__Records from a dataset__.
Start of Block
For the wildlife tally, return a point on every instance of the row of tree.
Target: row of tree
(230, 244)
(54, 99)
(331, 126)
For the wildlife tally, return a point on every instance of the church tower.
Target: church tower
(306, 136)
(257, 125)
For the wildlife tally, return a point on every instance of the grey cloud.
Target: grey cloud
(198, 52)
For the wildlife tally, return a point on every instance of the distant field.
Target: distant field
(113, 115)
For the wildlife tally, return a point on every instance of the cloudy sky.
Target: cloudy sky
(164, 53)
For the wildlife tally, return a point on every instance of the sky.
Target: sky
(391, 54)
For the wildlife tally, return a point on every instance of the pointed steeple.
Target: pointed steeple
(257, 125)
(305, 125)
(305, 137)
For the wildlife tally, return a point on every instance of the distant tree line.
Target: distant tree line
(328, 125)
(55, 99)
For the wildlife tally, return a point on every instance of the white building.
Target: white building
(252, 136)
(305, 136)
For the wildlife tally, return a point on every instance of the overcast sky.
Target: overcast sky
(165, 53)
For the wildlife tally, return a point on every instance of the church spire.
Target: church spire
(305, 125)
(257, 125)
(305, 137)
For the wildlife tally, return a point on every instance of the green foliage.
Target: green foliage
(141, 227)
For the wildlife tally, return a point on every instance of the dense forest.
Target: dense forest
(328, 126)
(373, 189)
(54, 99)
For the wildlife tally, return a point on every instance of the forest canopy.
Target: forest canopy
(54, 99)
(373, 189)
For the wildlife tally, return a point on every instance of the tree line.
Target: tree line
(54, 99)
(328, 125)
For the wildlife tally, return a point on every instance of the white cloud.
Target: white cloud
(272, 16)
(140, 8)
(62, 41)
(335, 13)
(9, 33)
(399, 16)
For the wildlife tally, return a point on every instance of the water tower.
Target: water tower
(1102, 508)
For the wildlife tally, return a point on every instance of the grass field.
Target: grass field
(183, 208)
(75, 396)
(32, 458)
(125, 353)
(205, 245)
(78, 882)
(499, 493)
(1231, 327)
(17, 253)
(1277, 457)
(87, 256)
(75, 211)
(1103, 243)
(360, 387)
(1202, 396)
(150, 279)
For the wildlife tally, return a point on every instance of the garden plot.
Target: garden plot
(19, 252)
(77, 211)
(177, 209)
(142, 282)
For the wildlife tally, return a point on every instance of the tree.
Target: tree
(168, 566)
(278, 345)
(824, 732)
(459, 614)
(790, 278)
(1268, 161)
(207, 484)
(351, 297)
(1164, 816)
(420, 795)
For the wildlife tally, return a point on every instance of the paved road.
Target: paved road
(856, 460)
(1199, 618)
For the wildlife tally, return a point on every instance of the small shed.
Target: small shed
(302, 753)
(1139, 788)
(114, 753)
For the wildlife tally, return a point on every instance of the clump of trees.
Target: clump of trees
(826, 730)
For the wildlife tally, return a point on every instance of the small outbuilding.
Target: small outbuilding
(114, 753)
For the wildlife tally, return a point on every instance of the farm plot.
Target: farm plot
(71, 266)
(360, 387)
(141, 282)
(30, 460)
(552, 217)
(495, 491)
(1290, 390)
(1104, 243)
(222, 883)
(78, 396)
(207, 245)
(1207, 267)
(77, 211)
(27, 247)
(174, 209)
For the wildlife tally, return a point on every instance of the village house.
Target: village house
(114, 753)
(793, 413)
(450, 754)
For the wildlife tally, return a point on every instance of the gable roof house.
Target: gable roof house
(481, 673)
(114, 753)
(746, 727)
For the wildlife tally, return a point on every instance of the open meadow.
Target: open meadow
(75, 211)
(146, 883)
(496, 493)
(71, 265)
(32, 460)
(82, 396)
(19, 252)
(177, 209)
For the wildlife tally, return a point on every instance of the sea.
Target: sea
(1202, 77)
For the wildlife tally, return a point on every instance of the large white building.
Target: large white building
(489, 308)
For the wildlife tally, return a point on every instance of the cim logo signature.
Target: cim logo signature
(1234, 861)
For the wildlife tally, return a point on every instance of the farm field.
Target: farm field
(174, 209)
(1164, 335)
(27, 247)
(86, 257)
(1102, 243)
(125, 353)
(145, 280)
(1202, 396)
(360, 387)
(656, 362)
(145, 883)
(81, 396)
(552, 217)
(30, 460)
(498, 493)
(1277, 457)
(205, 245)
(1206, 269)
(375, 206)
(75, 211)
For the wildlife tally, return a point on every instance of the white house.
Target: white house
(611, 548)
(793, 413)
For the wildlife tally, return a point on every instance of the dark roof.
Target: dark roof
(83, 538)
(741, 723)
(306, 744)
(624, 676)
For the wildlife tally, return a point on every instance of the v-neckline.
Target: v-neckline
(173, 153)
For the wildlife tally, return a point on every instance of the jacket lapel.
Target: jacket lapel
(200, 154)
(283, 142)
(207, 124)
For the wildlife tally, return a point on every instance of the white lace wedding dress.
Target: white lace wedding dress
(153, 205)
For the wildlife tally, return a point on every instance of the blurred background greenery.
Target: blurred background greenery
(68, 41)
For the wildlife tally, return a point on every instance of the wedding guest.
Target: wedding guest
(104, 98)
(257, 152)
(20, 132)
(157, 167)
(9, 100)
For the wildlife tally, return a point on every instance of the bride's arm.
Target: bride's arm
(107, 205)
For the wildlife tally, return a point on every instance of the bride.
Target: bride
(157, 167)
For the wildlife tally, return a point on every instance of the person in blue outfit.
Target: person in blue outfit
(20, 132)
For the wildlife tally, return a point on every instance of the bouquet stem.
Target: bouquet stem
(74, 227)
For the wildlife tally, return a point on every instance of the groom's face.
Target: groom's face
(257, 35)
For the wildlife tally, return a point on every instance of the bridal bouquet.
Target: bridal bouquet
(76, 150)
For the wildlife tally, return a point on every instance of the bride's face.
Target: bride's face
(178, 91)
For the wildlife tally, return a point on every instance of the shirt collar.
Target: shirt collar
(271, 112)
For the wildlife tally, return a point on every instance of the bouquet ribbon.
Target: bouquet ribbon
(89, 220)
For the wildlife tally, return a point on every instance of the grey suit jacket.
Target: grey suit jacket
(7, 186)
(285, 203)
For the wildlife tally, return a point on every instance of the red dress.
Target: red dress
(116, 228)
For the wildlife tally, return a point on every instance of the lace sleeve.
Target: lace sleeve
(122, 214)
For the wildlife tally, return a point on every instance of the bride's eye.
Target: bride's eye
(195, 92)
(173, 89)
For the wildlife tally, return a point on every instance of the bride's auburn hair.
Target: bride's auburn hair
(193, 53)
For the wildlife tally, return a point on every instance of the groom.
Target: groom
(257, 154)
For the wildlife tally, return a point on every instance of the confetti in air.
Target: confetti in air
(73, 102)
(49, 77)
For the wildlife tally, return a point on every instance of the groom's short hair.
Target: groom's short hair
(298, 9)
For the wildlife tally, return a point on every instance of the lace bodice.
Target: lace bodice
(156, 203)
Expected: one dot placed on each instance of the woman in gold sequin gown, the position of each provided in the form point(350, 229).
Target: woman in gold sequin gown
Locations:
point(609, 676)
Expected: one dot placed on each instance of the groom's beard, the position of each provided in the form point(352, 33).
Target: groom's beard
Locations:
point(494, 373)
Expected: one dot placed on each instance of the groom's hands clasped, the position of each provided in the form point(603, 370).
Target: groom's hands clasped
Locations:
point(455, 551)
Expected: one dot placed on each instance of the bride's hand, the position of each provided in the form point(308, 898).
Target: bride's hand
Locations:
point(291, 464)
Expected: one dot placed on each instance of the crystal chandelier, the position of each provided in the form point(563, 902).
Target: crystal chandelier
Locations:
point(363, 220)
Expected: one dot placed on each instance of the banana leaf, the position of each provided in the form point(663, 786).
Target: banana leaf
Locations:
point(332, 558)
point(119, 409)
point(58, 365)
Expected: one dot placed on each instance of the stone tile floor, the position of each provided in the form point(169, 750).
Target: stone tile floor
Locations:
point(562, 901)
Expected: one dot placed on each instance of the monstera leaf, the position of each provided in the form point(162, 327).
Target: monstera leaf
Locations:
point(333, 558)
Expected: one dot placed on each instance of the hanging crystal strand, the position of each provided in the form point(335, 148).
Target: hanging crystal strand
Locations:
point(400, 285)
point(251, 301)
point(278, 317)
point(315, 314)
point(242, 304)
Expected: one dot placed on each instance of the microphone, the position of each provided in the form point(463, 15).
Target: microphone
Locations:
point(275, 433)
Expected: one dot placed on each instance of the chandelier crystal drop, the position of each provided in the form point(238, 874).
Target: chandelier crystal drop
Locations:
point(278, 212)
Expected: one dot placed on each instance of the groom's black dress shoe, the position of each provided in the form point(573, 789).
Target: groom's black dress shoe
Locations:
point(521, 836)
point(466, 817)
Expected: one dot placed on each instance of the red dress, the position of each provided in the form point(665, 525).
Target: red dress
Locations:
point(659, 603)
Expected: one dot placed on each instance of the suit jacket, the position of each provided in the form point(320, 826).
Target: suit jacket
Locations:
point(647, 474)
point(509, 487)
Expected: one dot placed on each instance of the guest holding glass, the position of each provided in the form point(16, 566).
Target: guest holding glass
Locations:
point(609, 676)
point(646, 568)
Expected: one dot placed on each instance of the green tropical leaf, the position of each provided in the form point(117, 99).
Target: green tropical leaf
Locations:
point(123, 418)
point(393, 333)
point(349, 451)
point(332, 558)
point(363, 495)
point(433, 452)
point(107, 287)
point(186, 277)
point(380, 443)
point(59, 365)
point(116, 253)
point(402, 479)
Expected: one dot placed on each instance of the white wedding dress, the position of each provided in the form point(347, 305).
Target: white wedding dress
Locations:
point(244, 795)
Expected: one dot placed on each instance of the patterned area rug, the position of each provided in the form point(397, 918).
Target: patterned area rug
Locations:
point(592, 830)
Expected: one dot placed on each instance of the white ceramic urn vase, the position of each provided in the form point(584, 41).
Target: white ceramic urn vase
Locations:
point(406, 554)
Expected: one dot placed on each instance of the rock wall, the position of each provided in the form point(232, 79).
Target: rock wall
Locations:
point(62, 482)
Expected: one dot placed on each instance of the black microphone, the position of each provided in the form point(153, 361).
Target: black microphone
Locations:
End of Block
__Exercise brief__.
Nothing but the lines from the one containing "Expected: one dot placed on each instance of the white wedding" to the end of the entries belongs in the answer, and each must match exactly.

__Result for this task__.
Expected: one dot placed on each instance of the white wedding dress, the position of each provided in the form point(347, 305).
Target: white wedding dress
Locations:
point(244, 795)
Expected: one dot placed on each instance of the patterned area rug, the position of each provided in the form point(397, 918).
Target: patterned area rug
Locations:
point(592, 830)
Expected: one dot placed on each instance of the white ceramic urn vase, the position of each provided in the form point(584, 41).
Target: white ceramic urn vase
Locations:
point(406, 554)
Expected: one dot placed on each instance of the rock wall, the position of each provided in the form point(232, 79).
Target: rock wall
Locations:
point(62, 482)
Expected: one dot placed on each instance of the black microphone, the position of each provided in the form point(153, 361).
Target: black microphone
Locations:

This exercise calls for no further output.